In 1976, Tillett was employed by Directional Wireline Services, Inc. In 1979, he was promoted to the position of general manager of this corporation. In that capacity, he supervised the daily operations of the corporations. Tillett acquired stock in this corporation and was elected its vice president. Miller served as president of the corporation, and Cournoyer served as secretary-treasurer. This corporation issued fifty-five (55) shares of stock as follows:

(1) Tillett         -   10 shares;
(2) Landon Miller   -   4½ shares;
(3) Cournoyer       -   20¼ shares; and
(4) Miller          -   20¼ shares.

In 1980, the original Directional Wireline Services, Inc. reorganized for tax purposes. As part of this reorganization, this original corporation changed its name to Directional Wireline Equipment Co., Inc. (DWE). A new corporation was formed and named Directional Wireline Services, Inc. (DWS). The incorporators of this new corporation were the stockholders of DWE, and each incorporator was given the same number of shares of stock in DWS as he had in DWE. The officers of both corporations were the same, and Tillett was general manager of both.

Article VIII of the Articles of Incorporation of DWE provides as follows:

In the event that any shareholders of this corporation desire to sell any share of stock, he must first offer said stock to the other stockholders at the then existing book value of said stock, and must allow thirty (30) days after making the offer for an acceptance or refusal on the part of the remaining shareholders; the begibning [sic] of the thirty days shall be at the time the written notice is either actually given to the shareholders, or from the time that said written notice has been delivered to their last known address, which is as stated in these Articles of Incorporation, unless otherwise *1105 recorded differently in the books of the said corporation.

Requirement 1:
Display every line of the listing that contains the string "ceramic".

Dataset rows:
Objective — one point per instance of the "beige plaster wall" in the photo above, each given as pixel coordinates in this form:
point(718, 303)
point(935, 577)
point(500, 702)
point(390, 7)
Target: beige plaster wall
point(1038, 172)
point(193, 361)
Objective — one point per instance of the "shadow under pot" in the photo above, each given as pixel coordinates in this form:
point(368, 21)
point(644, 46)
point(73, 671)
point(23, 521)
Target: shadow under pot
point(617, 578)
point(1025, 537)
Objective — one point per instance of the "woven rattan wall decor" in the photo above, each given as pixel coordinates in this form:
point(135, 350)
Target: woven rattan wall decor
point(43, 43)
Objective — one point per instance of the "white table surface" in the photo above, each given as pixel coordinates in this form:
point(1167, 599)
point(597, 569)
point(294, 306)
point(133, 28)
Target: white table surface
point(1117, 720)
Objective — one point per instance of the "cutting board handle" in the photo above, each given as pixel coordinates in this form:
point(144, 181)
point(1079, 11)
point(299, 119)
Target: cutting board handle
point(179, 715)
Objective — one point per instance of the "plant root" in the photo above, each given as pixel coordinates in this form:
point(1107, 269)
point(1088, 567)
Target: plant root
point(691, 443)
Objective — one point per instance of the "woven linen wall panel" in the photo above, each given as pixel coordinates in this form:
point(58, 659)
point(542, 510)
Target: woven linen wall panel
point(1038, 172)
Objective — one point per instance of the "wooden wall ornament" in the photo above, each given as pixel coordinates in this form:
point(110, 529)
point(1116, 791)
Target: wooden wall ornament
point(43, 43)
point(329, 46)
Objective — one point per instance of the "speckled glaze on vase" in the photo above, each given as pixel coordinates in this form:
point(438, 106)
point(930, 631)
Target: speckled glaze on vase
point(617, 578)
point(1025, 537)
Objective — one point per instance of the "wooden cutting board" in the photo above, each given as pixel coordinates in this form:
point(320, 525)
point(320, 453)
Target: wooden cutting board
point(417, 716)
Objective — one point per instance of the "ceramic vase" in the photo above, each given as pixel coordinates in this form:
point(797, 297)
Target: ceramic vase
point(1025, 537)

Requirement 2:
Answer these questions about the Directional Wireline passage:
(a) How many shares of stock did the corporation issue?
(b) In what year did the original corporation reorganize for tax purposes?
(c) Under Article VIII, how many days must a selling shareholder allow for the other stockholders to accept or refuse the offer?

Expected output 1:
Objective — one point per instance of the "ceramic vase" in the photo above, each given as pixel coordinates in this form:
Target: ceramic vase

Expected output 2:
(a) Fifty-five (55) shares.
(b) 1980.
(c) Thirty (30) days.